** Start DATA ENTRIES **

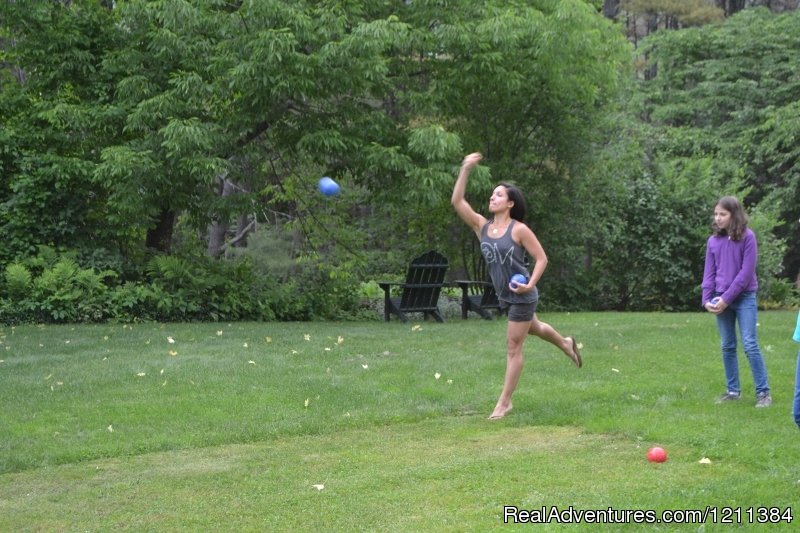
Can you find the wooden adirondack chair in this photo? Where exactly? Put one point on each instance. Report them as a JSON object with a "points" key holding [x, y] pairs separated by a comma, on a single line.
{"points": [[420, 292]]}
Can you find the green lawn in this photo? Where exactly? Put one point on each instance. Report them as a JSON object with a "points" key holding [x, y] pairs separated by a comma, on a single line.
{"points": [[382, 427]]}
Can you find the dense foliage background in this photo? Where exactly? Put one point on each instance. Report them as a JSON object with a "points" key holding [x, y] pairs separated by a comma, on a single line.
{"points": [[158, 159]]}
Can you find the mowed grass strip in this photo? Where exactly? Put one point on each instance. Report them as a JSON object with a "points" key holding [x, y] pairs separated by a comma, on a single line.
{"points": [[380, 426]]}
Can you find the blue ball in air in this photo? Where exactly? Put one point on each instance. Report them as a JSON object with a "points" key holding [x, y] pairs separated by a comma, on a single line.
{"points": [[328, 187]]}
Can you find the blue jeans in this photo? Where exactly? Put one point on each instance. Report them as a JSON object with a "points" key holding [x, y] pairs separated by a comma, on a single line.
{"points": [[744, 310], [796, 408]]}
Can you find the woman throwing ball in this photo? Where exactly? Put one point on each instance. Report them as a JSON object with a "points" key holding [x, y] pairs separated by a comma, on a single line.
{"points": [[504, 240]]}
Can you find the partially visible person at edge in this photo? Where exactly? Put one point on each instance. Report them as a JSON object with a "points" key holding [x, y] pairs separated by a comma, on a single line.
{"points": [[504, 240], [729, 292], [796, 406]]}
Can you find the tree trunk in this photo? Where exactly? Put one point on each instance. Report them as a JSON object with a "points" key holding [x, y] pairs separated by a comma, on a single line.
{"points": [[611, 9], [219, 228], [159, 238]]}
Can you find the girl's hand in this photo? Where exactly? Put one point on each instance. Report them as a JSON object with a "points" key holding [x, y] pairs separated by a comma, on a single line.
{"points": [[716, 306]]}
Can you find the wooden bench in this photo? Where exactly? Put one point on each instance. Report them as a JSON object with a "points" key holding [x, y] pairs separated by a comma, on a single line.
{"points": [[420, 292]]}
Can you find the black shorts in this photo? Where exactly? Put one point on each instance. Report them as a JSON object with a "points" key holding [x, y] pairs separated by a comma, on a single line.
{"points": [[519, 312]]}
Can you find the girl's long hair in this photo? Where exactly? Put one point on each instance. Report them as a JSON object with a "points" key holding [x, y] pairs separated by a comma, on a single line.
{"points": [[520, 208], [738, 223]]}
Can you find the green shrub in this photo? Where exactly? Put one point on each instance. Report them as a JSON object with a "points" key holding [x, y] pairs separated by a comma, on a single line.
{"points": [[18, 282]]}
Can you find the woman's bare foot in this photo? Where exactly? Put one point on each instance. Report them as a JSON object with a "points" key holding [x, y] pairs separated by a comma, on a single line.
{"points": [[500, 411], [573, 353]]}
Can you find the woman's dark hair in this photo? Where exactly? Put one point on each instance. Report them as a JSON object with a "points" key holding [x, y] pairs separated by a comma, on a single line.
{"points": [[738, 223], [520, 208]]}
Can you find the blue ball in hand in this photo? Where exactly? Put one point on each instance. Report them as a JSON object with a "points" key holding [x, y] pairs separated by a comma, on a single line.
{"points": [[518, 279]]}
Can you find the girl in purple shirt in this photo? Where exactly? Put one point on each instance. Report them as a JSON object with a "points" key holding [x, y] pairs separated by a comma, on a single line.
{"points": [[729, 292]]}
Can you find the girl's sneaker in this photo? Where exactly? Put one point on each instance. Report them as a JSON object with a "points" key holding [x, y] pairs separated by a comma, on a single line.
{"points": [[728, 396]]}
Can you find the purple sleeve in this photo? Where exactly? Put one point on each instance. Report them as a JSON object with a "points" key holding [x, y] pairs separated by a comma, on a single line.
{"points": [[709, 274], [745, 278]]}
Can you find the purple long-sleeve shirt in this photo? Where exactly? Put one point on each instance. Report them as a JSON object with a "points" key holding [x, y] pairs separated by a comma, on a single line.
{"points": [[730, 266]]}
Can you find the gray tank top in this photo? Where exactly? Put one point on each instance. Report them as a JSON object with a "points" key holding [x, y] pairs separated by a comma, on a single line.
{"points": [[504, 258]]}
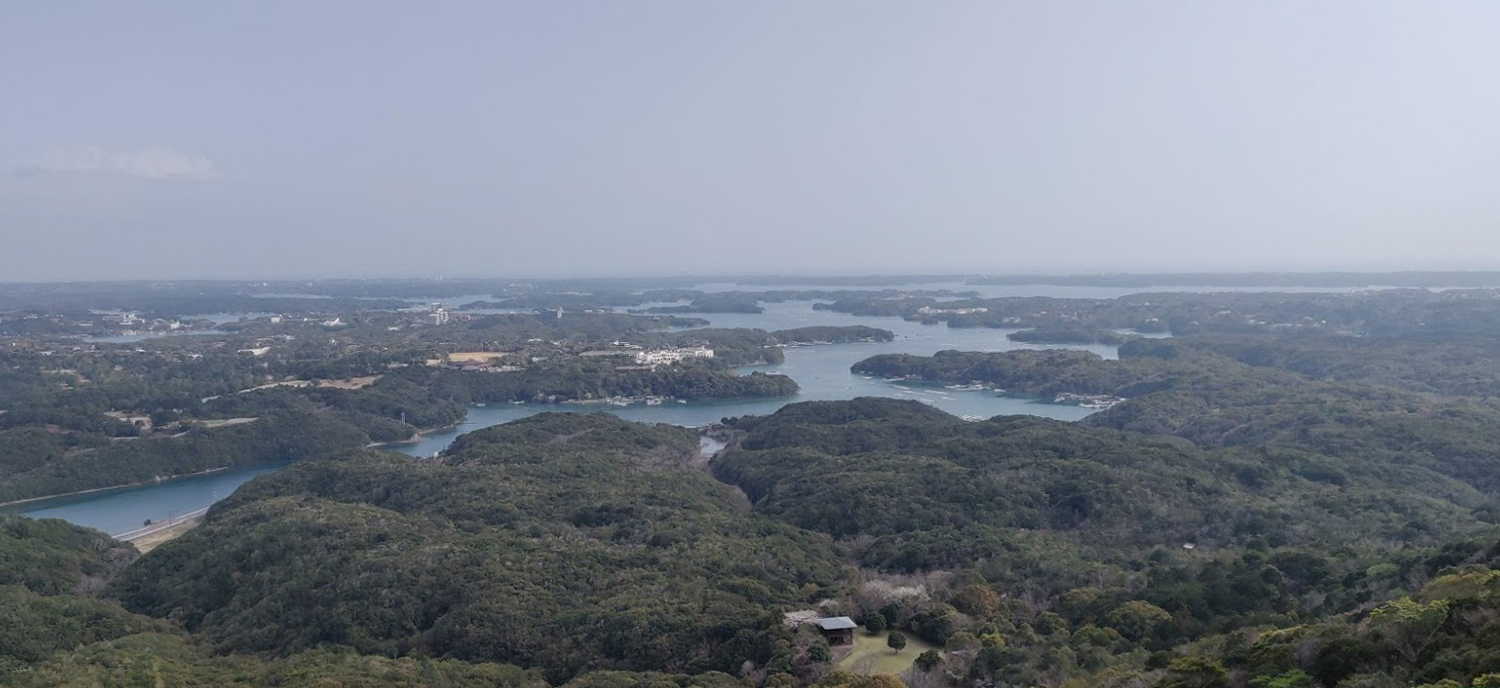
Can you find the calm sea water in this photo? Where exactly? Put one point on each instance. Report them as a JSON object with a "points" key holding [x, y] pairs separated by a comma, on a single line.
{"points": [[821, 370]]}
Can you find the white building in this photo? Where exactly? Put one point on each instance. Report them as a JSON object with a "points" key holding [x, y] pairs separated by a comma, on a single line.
{"points": [[660, 357]]}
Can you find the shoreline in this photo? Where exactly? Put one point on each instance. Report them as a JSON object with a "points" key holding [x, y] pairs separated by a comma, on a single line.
{"points": [[417, 436], [113, 487]]}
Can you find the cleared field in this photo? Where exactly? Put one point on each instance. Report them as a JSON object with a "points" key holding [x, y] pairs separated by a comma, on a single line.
{"points": [[350, 382], [473, 355], [870, 655], [227, 421]]}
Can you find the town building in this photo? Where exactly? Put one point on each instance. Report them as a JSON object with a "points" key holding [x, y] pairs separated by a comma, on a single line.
{"points": [[662, 357]]}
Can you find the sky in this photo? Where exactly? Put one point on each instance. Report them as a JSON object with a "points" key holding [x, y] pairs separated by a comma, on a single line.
{"points": [[588, 138]]}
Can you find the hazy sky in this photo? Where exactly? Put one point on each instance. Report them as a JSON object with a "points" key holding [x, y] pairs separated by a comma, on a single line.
{"points": [[321, 138]]}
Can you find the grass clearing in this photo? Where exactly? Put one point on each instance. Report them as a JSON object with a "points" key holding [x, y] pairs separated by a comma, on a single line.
{"points": [[870, 655]]}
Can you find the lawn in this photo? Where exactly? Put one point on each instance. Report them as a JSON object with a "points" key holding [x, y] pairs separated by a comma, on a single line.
{"points": [[872, 657]]}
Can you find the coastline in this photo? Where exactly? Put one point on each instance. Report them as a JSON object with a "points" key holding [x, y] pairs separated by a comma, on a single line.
{"points": [[159, 480]]}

** End DATA ENTRIES **

→ **SHORT EXERCISE**: Transcribe each entry above exactly, apart from the pictures.

→ **WRITTEN SOLUTION**:
Can you find the wooden adirondack chair in this photo? Where exactly? Put one point on each instance. Report them as a JSON object with a "points" key holding [x, y] pairs separated by a comma, on a single line.
{"points": [[420, 292]]}
Can you find the green lawn in this photo? Where exactly? Put one point on each instance. Report them as a JSON object with a "points" key holding [x, y] pairs separated by a comma, on a single line.
{"points": [[382, 427]]}
Can you find the dense foliage background in this photo? Where exactly? Put one point on each instance. Report them as a JSON object with a "points" key holding [x, y] pairs separated by a comma, on a single line.
{"points": [[158, 159]]}
Can you find the mowed grass strip in this photo? Where exactly? Put one point on each instance. Report them as a JSON object with a "points" key holding [x, y] pairs separated by a comma, on a single line.
{"points": [[380, 426]]}
Can you find the blue ball in air in this photo? Where exactly? Put one point on each instance. Report them as a JSON object with a "points" key holding [x, y] pairs separated by a comma, on a single line.
{"points": [[328, 187]]}
Can you find the blue jeans in this photo? Where exactly? Put one point on each instance. Report them as a JSON object with a "points" key holding [x, y] pairs separated by a comma, on a single line.
{"points": [[744, 310], [796, 408]]}
Can you find the woman throwing ball in this photo? Where exactly? Put one point on each instance. Report them as a JSON object with a "points" key holding [x, y] pairs separated by a comma, on a single line.
{"points": [[504, 240]]}
Can you find the partially visible person at edge in this photo? Where exactly? Put one point on each instance. Report them as a JSON object with a "points" key holding [x, y] pairs separated by a comma, on a single line.
{"points": [[504, 240], [729, 292], [796, 406]]}
Can you find the tree trunk in this photo? Where exactly? Put one point on each instance. Report them as a JSON object with a "points" key holding [x, y] pairs separated by a comma, on a single line.
{"points": [[611, 9], [219, 228], [159, 238]]}
Can you find the girl's hand in this photo? Where exactly? Put one point on each instance. Report them as a JSON object with a "points" key holding [x, y] pairs separated by a comma, on a single line.
{"points": [[716, 306]]}
Can you find the wooden bench in this photo? Where exactly? Put one point on each instance. Report them as a JSON object with a "points" key holding [x, y] pairs separated by a comma, on a single line.
{"points": [[420, 292]]}
Can you find the black shorts in this photo? Where exactly? Put one point on each instance. Report them as a JSON object with a "points" key holding [x, y] pairs separated by a comma, on a single line.
{"points": [[519, 312]]}
Can you find the girl's long hair in this photo? Where exactly? Put one point on each instance. Report them as a JSON object with a "points" key holding [x, y] pairs separated by a comma, on a single line.
{"points": [[520, 208], [738, 223]]}
Can you find the green shrub in this photo? Where exactly? Put one point on each instance. Report them as a JSON object with a "points" key holding [x, y] pairs separated by a comma, on a single line.
{"points": [[18, 282]]}
Can you find the woman's bare foot in this photo? Where exactly? Put one point on each instance. Report them as a JSON object with a "points" key holding [x, y] pairs separated by a comma, on a single line.
{"points": [[500, 411], [573, 353]]}
Can you find the woman's dark hair in this photo? Where exactly? Put one point on each instance. Report them as a JSON object with a "points" key holding [x, y] pairs separated by a comma, on a single line.
{"points": [[738, 223], [520, 208]]}
Can you find the blue ball in hand in this photo? Where exactly? Put one point on each instance. Report them as a JSON object with a "points" key holding [x, y] pairs separated by a comma, on a single line.
{"points": [[518, 279]]}
Can you find the girl in purple shirt in this photo? Where exactly? Put one point on each instance. Report them as a JSON object with a "points" key holding [x, y] pairs separated by a comma, on a single line.
{"points": [[729, 292]]}
Can you find the girl's sneaker in this photo? Where exactly? Put one point on each instance. Report them as a JSON object with a "points" key holding [x, y] pairs separated by a comma, on a single line.
{"points": [[728, 396]]}
Can you find the purple sleeve in this photo? Where exactly? Put one point on each instance. Report them as a JSON object with a "points" key holding [x, y] pairs separated by a comma, on a single line.
{"points": [[709, 274], [745, 278]]}
Can you find the purple long-sleeve shirt in this photo? Where exactly? Put one point on each instance. Report them as a JSON object with a "points" key holding [x, y] pairs separated by a comma, on a single line.
{"points": [[730, 266]]}
Can you find the gray tank top in this photo? Where exactly? Put one point on each instance. Report them as a JSON object with a "points" key holding [x, y] pairs separated by a comma, on a single line.
{"points": [[504, 258]]}
Can you find the calm sea water in this photo? Where exactly? Put one point on each instance. Report them as a JSON object with a "points" key holding [x, y] pairs separated by a comma, on a single line.
{"points": [[821, 370]]}
Can you find the white building in this photo? Where exactly? Put one point on each instance. Report them as a JSON object with a "points" key holding [x, y] pairs separated by a comma, on a single line.
{"points": [[660, 357]]}
Can you find the shoreline in this photo? Where exactly? Put one point on each instance. Report them as a JSON object with a "points" key holding [x, y] pairs separated by a comma, on a single line.
{"points": [[417, 436], [113, 487]]}
Can you find the cleared field in this photo? Where exactly? Put one point on each instance. Report them as a JSON object with a "points" key holding [x, y] pairs separated by a comma, on a single line.
{"points": [[350, 382], [473, 355], [870, 655], [227, 421]]}
Can you find the town building in this photo? Where exactly? Put one point on each instance. Report them as a JSON object with a "points" key holding [x, y] pairs separated by a comma, on a single line.
{"points": [[662, 357]]}
Can you find the sky in this photo? Where exactly? Put one point on each instance. Report them as a JSON object with a "points" key holding [x, y] pairs separated by a comma, on a single line.
{"points": [[588, 138]]}
Can you find the hazy sky in this photo? Where exactly? Put one point on each instance. Report them as a JSON object with a "points" key holding [x, y] pairs separated by a comma, on a single line.
{"points": [[321, 138]]}
Can you find the grass clearing in this photo? Where exactly? Put one point on each instance. Report them as a JSON object with a "points" key holding [x, y] pairs separated by a comma, on a single line.
{"points": [[870, 655]]}
Can you find the lawn in this photo? Where exactly? Put one point on each instance. Report them as a JSON object with a "points" key holding [x, y] pairs separated by a comma, on a single line.
{"points": [[872, 657]]}
Can you find the coastline in this photo? Where exactly? Put one point on each instance. Report them as a JSON object with a "points" key holding [x, y] pairs separated by a comma, on a single line.
{"points": [[159, 480]]}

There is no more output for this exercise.